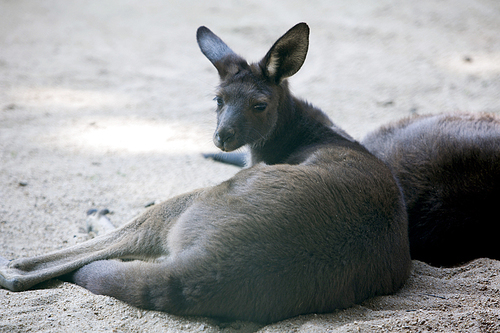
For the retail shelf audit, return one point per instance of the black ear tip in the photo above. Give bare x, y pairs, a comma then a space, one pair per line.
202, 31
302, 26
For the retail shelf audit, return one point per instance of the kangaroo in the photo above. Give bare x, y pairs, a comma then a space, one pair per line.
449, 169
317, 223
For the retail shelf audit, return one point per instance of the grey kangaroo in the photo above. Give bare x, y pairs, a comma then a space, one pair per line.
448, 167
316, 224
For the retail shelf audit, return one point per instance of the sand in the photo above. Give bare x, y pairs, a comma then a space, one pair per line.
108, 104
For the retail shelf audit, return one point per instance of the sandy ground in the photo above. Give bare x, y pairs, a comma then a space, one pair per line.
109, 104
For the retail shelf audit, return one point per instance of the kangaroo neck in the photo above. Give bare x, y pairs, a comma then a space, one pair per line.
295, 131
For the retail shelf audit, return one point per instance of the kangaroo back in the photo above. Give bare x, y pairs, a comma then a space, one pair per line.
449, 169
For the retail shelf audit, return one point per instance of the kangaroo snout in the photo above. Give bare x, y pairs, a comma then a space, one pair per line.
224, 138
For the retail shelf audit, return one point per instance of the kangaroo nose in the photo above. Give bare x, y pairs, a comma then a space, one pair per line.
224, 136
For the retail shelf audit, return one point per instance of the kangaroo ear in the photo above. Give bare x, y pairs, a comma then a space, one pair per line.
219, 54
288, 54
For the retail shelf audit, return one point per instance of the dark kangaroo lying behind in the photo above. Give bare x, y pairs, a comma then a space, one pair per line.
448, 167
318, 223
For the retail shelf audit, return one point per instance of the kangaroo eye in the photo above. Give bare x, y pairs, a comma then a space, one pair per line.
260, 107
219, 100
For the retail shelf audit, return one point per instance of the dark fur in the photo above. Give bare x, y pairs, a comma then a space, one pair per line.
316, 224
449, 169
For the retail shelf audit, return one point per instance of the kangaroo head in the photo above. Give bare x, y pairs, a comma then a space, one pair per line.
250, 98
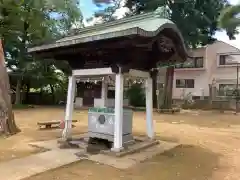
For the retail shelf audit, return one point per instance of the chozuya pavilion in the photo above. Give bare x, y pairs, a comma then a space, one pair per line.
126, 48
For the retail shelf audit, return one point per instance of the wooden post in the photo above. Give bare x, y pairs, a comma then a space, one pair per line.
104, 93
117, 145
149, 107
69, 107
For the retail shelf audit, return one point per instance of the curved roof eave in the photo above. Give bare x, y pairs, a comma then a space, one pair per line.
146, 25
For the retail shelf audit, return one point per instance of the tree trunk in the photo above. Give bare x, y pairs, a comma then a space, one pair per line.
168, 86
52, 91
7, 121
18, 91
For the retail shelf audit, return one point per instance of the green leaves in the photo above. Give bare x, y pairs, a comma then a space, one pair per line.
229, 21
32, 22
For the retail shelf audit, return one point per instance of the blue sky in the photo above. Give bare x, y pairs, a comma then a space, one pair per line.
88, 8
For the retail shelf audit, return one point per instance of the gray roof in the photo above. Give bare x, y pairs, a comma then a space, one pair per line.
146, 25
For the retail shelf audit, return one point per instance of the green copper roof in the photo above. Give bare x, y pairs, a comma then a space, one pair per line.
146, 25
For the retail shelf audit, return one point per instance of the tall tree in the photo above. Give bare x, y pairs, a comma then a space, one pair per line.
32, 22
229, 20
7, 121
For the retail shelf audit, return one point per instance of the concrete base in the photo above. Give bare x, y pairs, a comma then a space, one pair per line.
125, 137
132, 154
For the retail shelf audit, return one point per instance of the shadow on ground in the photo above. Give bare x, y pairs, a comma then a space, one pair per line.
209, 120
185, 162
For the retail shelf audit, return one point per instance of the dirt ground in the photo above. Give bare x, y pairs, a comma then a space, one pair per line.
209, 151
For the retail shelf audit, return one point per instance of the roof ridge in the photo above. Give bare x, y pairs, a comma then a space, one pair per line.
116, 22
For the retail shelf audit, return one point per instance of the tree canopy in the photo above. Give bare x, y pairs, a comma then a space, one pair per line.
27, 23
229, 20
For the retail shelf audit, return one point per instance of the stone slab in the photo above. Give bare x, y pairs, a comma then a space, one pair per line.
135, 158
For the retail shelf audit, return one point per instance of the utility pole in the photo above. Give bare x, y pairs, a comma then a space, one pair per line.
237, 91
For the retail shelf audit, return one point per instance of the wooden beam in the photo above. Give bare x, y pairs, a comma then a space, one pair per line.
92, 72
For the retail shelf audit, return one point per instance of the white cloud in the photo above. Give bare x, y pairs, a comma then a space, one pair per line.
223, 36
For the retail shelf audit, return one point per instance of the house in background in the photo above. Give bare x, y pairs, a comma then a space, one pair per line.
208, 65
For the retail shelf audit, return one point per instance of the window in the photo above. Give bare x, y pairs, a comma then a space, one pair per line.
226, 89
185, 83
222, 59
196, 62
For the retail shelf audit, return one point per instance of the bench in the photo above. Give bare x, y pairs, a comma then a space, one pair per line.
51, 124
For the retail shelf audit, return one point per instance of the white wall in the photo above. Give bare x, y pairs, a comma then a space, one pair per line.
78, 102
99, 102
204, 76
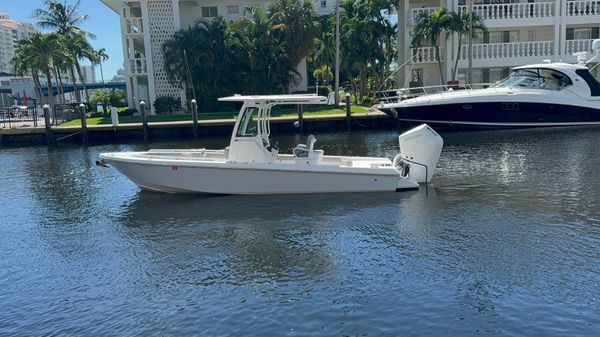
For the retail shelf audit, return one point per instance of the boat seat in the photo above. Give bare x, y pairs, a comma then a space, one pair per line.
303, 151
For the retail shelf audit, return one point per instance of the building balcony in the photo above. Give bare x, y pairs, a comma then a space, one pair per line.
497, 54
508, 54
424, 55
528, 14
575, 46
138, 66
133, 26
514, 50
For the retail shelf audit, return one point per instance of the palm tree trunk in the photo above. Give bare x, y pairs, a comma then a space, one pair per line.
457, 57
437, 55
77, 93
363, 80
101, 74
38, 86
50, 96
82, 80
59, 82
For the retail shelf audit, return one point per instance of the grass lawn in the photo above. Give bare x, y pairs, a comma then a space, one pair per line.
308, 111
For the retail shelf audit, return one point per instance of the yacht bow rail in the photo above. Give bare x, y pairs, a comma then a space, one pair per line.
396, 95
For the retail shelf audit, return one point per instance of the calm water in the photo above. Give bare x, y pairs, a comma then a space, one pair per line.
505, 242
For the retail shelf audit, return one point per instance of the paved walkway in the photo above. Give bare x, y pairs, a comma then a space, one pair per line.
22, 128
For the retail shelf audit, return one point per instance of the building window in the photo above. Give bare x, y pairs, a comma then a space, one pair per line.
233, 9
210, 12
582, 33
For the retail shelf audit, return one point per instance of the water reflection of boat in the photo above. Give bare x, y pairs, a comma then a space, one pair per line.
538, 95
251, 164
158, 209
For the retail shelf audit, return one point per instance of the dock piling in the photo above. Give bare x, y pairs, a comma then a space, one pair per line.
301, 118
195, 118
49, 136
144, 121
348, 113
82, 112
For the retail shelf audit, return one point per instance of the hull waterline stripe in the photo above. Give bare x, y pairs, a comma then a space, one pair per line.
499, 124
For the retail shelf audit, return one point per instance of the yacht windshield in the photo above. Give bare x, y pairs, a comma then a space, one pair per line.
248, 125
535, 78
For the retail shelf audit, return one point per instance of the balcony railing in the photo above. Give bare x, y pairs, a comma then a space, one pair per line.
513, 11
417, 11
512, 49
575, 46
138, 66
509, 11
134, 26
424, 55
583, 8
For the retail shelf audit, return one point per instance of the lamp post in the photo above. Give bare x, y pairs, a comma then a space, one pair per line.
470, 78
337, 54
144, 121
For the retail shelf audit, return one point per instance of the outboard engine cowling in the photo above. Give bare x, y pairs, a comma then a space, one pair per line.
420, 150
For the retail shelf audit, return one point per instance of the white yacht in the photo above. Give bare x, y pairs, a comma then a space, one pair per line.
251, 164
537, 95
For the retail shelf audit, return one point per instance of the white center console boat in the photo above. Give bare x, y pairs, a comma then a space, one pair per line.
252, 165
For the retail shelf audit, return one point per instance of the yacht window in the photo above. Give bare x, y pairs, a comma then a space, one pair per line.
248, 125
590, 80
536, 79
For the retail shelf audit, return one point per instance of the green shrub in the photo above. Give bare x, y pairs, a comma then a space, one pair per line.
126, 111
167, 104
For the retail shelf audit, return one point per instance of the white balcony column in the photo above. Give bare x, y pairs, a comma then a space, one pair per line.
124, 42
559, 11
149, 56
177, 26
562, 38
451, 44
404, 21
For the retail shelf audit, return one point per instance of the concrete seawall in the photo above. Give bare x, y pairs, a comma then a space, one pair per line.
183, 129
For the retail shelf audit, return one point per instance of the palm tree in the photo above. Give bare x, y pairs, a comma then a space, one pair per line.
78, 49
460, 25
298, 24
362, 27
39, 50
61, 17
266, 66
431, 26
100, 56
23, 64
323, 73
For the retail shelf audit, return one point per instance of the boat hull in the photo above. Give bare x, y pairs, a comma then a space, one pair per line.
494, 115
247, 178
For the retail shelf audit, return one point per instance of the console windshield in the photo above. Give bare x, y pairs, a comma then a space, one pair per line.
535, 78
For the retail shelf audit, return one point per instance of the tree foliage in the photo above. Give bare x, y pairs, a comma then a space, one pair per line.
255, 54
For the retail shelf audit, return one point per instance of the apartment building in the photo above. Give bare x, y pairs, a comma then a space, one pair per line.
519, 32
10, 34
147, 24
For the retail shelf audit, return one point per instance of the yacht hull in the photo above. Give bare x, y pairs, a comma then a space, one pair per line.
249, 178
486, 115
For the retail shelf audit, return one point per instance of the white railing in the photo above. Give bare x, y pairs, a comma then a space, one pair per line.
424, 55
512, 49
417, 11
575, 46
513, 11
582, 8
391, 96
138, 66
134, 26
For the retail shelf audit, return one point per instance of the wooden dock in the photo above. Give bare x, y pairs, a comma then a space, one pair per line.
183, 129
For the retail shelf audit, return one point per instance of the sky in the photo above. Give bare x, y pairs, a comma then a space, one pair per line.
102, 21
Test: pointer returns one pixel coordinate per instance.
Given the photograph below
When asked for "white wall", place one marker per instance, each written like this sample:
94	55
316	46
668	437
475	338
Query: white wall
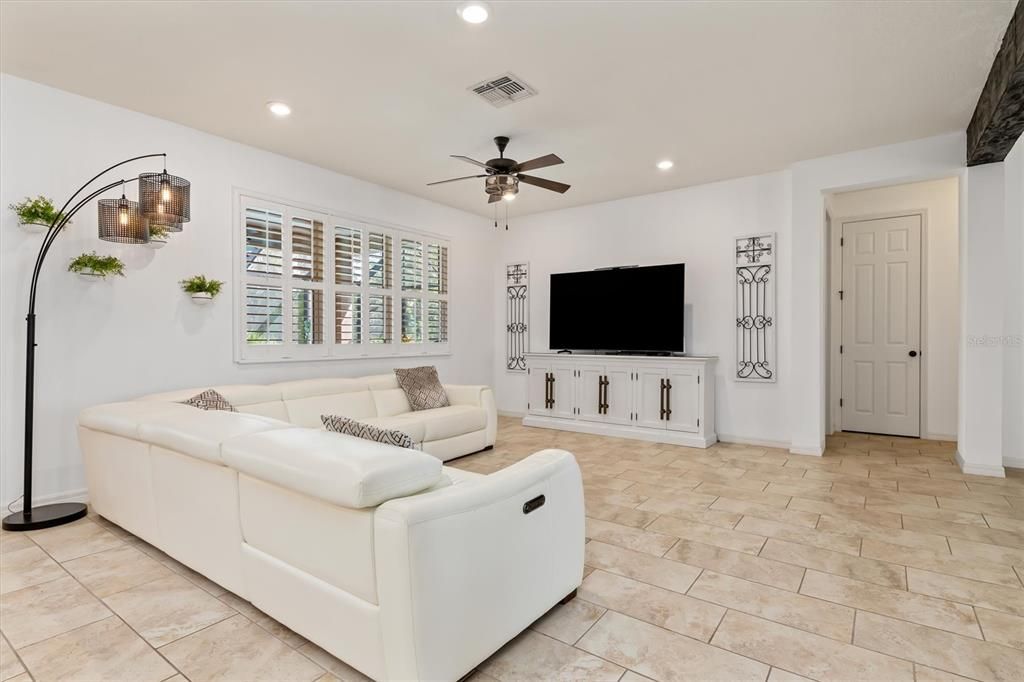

----------------------------------------

*Given task*
Your task is to give again, unchanged, the lines from the line that contains "the boat hull" to the end of the records. Include both end lines but no pictures.

*Exercise response*
For the retail shelf audit, return one point per instance of the boat hull in the photo above. Give bare x, y pairs, a comma then a space, one pair per line.
494, 115
247, 178
For the retail shelf audit, return one point per instance of the console windshield in the photo above. Give bare x, y pairs, a comma then a space, one pair per line.
535, 78
For the retail shelf audit, return one point per instance of the tree foliage in the photo above. Give bare x, y pairs, a comma then a space, one pair per line.
255, 54
For the retail shelf audit, return one point per instance of the apartment building in the photo above. Give bare x, y pairs, a comma then a space, one pair per line.
519, 32
10, 34
147, 24
For the retail shelf audit, return one point per instance of the yacht hull in the photo above. Give bare x, y pairs, a comma then a space, one pair per line.
249, 178
486, 115
For the retail shelf audit, return one point per instance of the white railing in the photo above. Give bare x, y pairs, a comma then a space, one pair per line.
424, 55
512, 49
417, 11
575, 46
513, 11
582, 8
391, 96
138, 66
134, 26
For the retail shelf audit, return one point per instance of the wooden dock in the photo above. Give bare x, y pairs, a comma then a space, one pair per line.
183, 129
For the retail shelf audit, return one point per instance of the sky in the photo above. Give bare x, y pairs, a comma then a space, one pair per line.
102, 21
Test: pointer returns one pixel coordinate per instance.
Given the photograph below
When asked for "white wall", place one marker per instance, each written like this sample:
94	55
316	46
668	437
475	338
Query: white wall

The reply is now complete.